■ **SET PROBLEM**
Take the stretch from the line containing "ground, one point per instance in this photo." through the end of the entries, and write it out again with "lying" changed to "sitting" and nothing else altered.

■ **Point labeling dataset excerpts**
****************

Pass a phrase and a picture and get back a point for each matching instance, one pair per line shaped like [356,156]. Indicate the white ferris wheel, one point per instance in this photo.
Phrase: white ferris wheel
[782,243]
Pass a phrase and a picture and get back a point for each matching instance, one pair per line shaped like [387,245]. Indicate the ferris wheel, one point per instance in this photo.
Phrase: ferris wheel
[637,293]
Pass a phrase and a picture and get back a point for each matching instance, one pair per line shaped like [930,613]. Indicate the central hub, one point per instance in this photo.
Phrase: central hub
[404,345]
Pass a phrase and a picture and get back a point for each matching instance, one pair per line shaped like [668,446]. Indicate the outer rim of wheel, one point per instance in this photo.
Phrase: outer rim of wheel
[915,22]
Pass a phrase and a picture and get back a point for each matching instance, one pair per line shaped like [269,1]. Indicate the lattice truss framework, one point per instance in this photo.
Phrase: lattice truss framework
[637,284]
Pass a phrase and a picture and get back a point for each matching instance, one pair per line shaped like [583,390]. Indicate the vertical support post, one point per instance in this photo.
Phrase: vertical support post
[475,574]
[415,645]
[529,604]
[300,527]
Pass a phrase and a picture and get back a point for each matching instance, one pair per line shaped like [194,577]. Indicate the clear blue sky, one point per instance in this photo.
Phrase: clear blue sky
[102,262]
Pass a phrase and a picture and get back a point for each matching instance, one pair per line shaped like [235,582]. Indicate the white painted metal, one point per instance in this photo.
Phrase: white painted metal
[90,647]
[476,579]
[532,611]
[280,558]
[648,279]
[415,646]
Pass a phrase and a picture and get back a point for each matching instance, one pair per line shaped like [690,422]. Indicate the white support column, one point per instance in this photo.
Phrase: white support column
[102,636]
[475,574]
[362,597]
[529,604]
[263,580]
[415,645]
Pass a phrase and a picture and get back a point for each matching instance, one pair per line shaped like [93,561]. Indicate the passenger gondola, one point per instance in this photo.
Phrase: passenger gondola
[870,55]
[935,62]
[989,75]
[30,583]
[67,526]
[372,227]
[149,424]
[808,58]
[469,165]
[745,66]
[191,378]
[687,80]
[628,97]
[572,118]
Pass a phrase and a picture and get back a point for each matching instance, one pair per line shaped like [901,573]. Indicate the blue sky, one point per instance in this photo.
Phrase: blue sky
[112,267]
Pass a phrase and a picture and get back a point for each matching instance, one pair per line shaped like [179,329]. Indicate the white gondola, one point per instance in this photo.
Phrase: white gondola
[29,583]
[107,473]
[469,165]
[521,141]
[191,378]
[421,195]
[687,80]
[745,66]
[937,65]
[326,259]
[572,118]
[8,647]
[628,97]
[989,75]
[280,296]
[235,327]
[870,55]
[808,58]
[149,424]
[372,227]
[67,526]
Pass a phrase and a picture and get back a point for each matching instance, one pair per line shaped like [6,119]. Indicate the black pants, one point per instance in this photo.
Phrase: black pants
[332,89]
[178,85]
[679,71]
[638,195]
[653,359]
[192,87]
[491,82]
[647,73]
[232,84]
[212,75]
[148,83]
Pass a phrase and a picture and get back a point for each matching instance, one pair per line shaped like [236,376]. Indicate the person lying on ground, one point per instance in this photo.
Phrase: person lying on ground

****************

■ **OUTPUT**
Pass a phrase and a picture and get back a point for each matching instance, one pair per line shaped like [236,376]. Indicate the person sitting on ground, one point per instance in this photo.
Phrase: person sitting on ground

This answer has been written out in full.